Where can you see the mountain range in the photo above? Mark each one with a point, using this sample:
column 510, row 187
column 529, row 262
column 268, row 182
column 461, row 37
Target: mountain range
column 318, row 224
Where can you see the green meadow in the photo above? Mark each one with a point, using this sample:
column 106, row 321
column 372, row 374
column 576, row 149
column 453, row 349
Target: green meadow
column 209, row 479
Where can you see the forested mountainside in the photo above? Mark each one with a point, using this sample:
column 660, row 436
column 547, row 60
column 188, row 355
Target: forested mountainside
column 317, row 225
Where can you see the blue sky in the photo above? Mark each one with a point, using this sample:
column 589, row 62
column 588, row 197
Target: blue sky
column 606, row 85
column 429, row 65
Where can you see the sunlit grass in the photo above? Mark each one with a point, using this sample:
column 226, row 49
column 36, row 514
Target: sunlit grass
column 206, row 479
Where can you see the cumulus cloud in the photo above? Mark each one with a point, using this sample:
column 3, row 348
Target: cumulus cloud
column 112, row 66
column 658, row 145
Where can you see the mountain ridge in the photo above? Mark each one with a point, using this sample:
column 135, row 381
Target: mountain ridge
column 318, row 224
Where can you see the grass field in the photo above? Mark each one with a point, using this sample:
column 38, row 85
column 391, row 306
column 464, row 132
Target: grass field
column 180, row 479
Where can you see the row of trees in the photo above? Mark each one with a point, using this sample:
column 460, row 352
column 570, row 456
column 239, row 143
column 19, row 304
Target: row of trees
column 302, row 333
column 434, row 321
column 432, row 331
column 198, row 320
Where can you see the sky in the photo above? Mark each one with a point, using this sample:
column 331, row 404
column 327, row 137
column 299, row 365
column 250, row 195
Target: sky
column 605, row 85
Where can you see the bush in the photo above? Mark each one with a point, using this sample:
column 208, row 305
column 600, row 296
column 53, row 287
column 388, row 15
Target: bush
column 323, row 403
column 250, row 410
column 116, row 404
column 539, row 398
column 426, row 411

==*==

TASK ITEM.
Report each line in the entries where the string "photo" occurs.

SOLUTION TO THE EXERCISE.
Where can you see the mountain range in the photo above? Mark each one with a point, using this sample:
Where can you see the green meadow in the photo above? Mark each one with a point, using this sample:
Where can you see the forested mountainside in the photo above? Mark each one with a point, using this sample:
Where can you see the blue sky in the photo above? Mark each one with a point, using this sample:
Where can you see the sunlit grass in the photo above? Mark each one with a point, using this sample:
Where can you see the cumulus cloud in the photo above? Mark each one with a point, using this sample:
Where can you see the mountain ridge in the photo above? Mark each one with a point, using this sample:
Where can you see the grass field in the photo above? Mark each one with a point, using this sample:
Where can you see the row of trees in the photo above? Mark each one with a point, using this sample:
Where can you see the sky in the photo above? Mark each one with a point, using this sample:
Where can you see the bush in the photo above? Mark each one with a point, using this sample:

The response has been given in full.